■ **Excerpt to read**:
==========
#3108 closed defect (fixed)
[PATCH] A18: Instant OOS between OS X 10.8 and other OSes
Reported by: | elexis | Owned by: | historic_bruno |
---|---|---|---|
Priority: | Release Blocker | Milestone: | Alpha 19 |
Component: | Core engine | Keywords: | patch |
Cc: | Patch: |
Description
Multiple people using OSX have reported that they receive an oos on every start of the game. ysey is one of them. He is on revision 16409, which is the currently released revision for OSX. I am on revision 16411. He sent me his oos dump after we started a game. The oos_dump is identical to mine! LjL reported the same issue in #0ad on march 17'th. trompetin17 and historicbruno do not seem to experience this issue with 16409.
Attachments (2)
Change History (23)
comment:1 by , 9 years ago
follow-up: 4 comment:3 by , 9 years ago
I am able to reproduce this only on OS X 10.8. I used the -ooslog
option to dump the binary state every turn, but I see no difference there. The only difference is in the calculated hash between the clients, my thought is there is a bug affecting the serializer or MD5 hash calculation on OS X 10.8. It may be possible to continue playing the game, since further hash mismatches will be ignored.
comment:4 by , 9 years ago
Replying to historic_bruno:
It may be possible to continue playing the game, since further hash mismatches will be ignored.
True, ysey is playing happily ignoring the error. Only downside of this bug is the confusion other players have.
==========
■ **Data**:
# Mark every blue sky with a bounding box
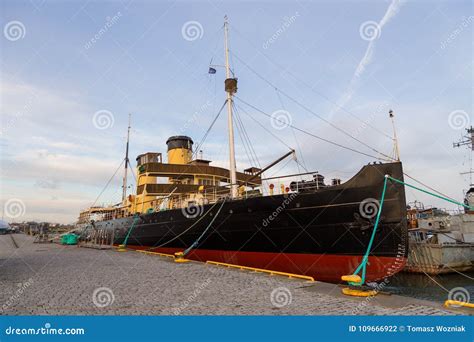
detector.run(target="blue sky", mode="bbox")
[0,1,474,222]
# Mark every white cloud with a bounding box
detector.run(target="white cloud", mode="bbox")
[329,0,402,118]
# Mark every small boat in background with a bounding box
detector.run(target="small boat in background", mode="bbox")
[405,202,474,275]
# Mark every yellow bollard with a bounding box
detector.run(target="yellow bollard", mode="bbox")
[342,287,378,297]
[444,299,474,309]
[341,274,362,283]
[174,252,190,263]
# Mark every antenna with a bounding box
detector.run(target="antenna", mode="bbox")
[224,15,238,198]
[388,109,400,161]
[122,114,132,202]
[453,126,474,186]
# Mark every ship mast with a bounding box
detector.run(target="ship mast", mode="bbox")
[224,15,237,198]
[388,109,400,161]
[122,114,132,202]
[453,126,474,187]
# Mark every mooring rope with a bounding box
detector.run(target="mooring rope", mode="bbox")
[144,202,224,251]
[350,175,390,286]
[349,175,474,290]
[183,199,225,257]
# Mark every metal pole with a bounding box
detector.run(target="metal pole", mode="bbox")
[122,114,132,202]
[388,110,400,161]
[224,16,237,198]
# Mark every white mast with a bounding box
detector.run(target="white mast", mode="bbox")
[122,114,132,202]
[224,15,237,198]
[388,109,400,161]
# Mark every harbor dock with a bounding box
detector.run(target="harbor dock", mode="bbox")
[0,234,471,315]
==========
■ **Directions**:
1: Write out the passage of the OS X out-of-sync bug report between "[PATCH] A18: Instant" and "Change History (23)", inclusive.
2: Extend the OS X out-of-sync bug report past its last line.

■ **Response list**:
1:
[PATCH] A18: Instant OOS between OS X 10.8 and other OSes
Reported by: | elexis | Owned by: | historic_bruno |
---|---|---|---|
Priority: | Release Blocker | Milestone: | Alpha 19 |
Component: | Core engine | Keywords: | patch |
Cc: | Patch: |
Description
Multiple people using OSX have reported that they receive an oos on every start of the game. ysey is one of them. He is on revision 16409, which is the currently released revision for OSX. I am on revision 16411. He sent me his oos dump after we started a game. The oos_dump is identical to mine! LjL reported the same issue in #0ad on march 17'th. trompetin17 and historicbruno do not seem to experience this issue with 16409.
Attachments (2)
Change History (23)

2:
comment:5 by , 9 years ago
Summary: | Alpha18 broken on some OSX → A18: Instant OOS between OS X 10.8 and other OSes |
---|
by , 9 years ago
Attachment: | hasher-output.zip added |
---|
comment:6 by , 9 years ago
The raw data that is hashed differs substantially from the dumped binary state in this case. I modified the HashSerializer
to dump all processed bytes to a new file, those files are attached for analysis. They are identical up to the CCmpAIManager
state, which is apparently missing from the OS X version. They are identical again after that missing data.
Philip's idea is that it might be a difference (or bug?) in the std::streambuf
implementation. I set a breakpoint in CSerializerStreamBuf::xsputn
which is supposed to do stream write redirection, but it's not called on OS X 10.8. CCmpAIManager
has its own serializer and relies on this behavior.
comment:7 by , 9 years ago
Milestone: | Backlog → Alpha 19 |
---|
comment:8 by , 9 years ago
I've done more testing of this. It seems that streambuf::xsputn
isn't required to be called, though in practice most C++ libs will do that as an optimization when writing strings. It was added to libc++ in r172542, which explains why our code worked with libstdc++ and works with libc++ on 10.9+.
Here's a minimal test case:
#include <iostream> #include <streambuf> class OurStreamBuf : public std::streambuf { public: OurStreamBuf() { } int overflow(int ch) { std::cout << "overflow: " << char(ch) << std::endl; return ch; } std::streamsize xsputn(const char* s, std::streamsize n) { std::cout << "xsputn: " << s << std::endl; return n; } }; int main(int argc, char* argv[]) { OurStreamBuf ourbuf; std::streambuf& streambuf = ourbuf; std::ostream stream(&streambuf); stream << "This is a test\n"; return 0; }
In MSVC, GCC, clang w/ libstdc++, and clang with libc++ on 10.9+, one call to OurStreamBuf::xsputn
is made with the complete test string. On clang with libc++ on 10.8, a call to OurStreamBuf::overflow
is made for each character, but we don't implement that in the game, so it never makes it to the serializer implementation.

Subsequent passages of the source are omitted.